+++ Selected extract
Sorry sebastian but you are wrong :) and start to be ready for changes in the 
future too or stay with Pharo 2.0
Look at the Pharo Motto.

Stef

On 01 Feb 2014, at 13:32, Sebastian Sastre <[email protected]> wrote:

> 
>>> How many lectures did you give? It is annoying to have to explain something 
>>> that usually people do not need to know.
>> I don’t give any lectures to students but I often try to „teach“ Smalltalk 
>> to some of my colleagues and friends. And with that I have hard times.
>> Typically „experienced“ software developers think about themselves as being 
>> experts in object orientation and programming languages,
>> even if they have only experiences with C, C# and C++. „Teaching“ them about 
>> Smalltalk’s idea of object orientation is VERY hard, almost
>> impossible because they already know everything (read: they are ignorant) 
>> and lazy. I guess there are some similarities to students.
> 
> +1  on this
> 
> 
>>> 
>>> Newcomers do not use pooldictionaries. In 10 years smalltalking I used them 
>>> twice.
>> Newcomers don’t use a lot of things but that should not be a reason to hide 
>> them. In my experience newcomers need guidance and rules but
>> „oldtimers“ need freedom. This is one of the reasons I really enjoy dynamic 
>> typing and Smalltalk. I don’t like to obey to artificial rules that only
>> put permanent burden to me in order to protect me from something I might do 
>> wrong sometimes.
>> 
>> At the moment I am considering pool dictionaries for a solution of a problem 
>> at hand: I need to collect some information (warnings, errors, and reports) 
>> over lots of related and unrelated classes. For the moment I have 
>> parameters, but that is getting inconvenient with a growing number of things 
>> to collect…
>> So, if you need something it should be there and not necessarily obscured 
>> and hidden! 
>> 
> 
> If you don’t see features you don’t know what the machine can do for you.
++++++
Stated exercise:
Copy the mailing-list thread from "Sorry sebastian but" up to and including "have hard times.", swapping "lectures" for "workshops".
+++ Recorded information
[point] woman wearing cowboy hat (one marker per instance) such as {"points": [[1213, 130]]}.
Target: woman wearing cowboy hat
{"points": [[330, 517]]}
++++++
Result:
Sorry sebastian but you are wrong :) and start to be ready for changes in the 
future too or stay with Pharo 2.0
Look at the Pharo Motto.

Stef

On 01 Feb 2014, at 13:32, Sebastian Sastre <[email protected]> wrote:

> 
>>> How many workshops did you give? It is annoying to have to explain something 
>>> that usually people do not need to know.
>> I don’t give any workshops to students but I often try to „teach“ Smalltalk 
>> to some of my colleagues and friends. And with that I have hard times.